- [Document section]
Welcome to another meeting of the Super Opinionated Power Club!
This week's Power Club is going to be organized around the serenity prayer because I need it to be.
- Grant me the serenity to accept the things I cannot change
Robin Williams committed suicide this week and there's not a damn thing anybody reading this could have done to prevent it.
Robin Williams grew up an only child with a fair amount of privilege and abuse throughout his childhood by his own account, and he sought a solution to his problems in drugs and alcohol. He eventually got clean, sober, and into recovery, publicly speaking of his membership in Alcoholics Anonymous (a thing it's worth noting AA itself discourages members from doing, for a variety of reasons).
A little after 7:15 in this video, Robin turns to the audience he's standing in the middle of and asks, "does anyone have drugs to ease my pain?" No zany accent, no spin on it. It's a statement that other people laugh at, but it's not a joke. (I know of what I speak.)

Named object pointing entries:
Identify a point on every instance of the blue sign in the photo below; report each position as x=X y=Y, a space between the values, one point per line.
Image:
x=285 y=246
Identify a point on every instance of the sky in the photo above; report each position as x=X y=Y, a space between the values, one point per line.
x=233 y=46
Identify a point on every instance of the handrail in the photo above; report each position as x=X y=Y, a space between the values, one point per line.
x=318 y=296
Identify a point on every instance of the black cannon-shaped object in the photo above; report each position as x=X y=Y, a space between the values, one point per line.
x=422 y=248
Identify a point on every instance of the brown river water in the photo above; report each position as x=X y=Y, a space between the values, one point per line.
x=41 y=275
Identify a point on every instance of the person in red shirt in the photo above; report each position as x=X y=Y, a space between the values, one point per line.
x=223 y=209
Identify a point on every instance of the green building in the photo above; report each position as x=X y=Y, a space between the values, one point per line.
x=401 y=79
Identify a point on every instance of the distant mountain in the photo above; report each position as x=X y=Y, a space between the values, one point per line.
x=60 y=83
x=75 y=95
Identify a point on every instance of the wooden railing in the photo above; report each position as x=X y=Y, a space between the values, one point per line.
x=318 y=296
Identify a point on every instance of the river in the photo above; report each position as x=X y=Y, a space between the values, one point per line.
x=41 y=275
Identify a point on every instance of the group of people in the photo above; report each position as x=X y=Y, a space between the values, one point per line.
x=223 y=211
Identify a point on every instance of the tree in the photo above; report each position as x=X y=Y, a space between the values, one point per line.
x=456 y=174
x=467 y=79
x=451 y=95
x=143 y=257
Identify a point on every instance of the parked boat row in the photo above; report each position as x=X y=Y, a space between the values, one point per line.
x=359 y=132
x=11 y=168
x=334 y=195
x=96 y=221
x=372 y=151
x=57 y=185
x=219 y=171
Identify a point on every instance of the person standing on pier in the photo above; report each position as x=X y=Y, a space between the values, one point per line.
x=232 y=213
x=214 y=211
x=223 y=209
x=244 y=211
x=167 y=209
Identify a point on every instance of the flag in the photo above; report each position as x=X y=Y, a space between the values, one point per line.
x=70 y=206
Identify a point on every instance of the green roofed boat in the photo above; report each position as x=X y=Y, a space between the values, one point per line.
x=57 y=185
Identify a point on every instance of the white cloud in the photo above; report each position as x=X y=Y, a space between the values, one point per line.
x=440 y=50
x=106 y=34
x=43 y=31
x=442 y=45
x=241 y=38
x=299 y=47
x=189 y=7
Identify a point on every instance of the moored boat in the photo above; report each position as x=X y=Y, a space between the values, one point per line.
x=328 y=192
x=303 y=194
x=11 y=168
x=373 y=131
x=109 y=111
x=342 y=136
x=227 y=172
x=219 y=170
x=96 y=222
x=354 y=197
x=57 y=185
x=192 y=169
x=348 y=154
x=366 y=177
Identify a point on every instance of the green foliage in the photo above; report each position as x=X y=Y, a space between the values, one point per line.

- [Goal] Copy the Power Club post word for word, starting with "This week's Power" and going on through "variety of reasons).".

- [Solution to the problem]
This week's Power Club is going to be organized around the serenity prayer because I need it to be.
- Grant me the serenity to accept the things I cannot change
Robin Williams committed suicide this week and there's not a damn thing anybody reading this could have done to prevent it.
Robin Williams grew up an only child with a fair amount of privilege and abuse throughout his childhood by his own account, and he sought a solution to his problems in drugs and alcohol. He eventually got clean, sober, and into recovery, publicly speaking of his membership in Alcoholics Anonymous (a thing it's worth noting AA itself discourages members from doing, for a variety of reasons).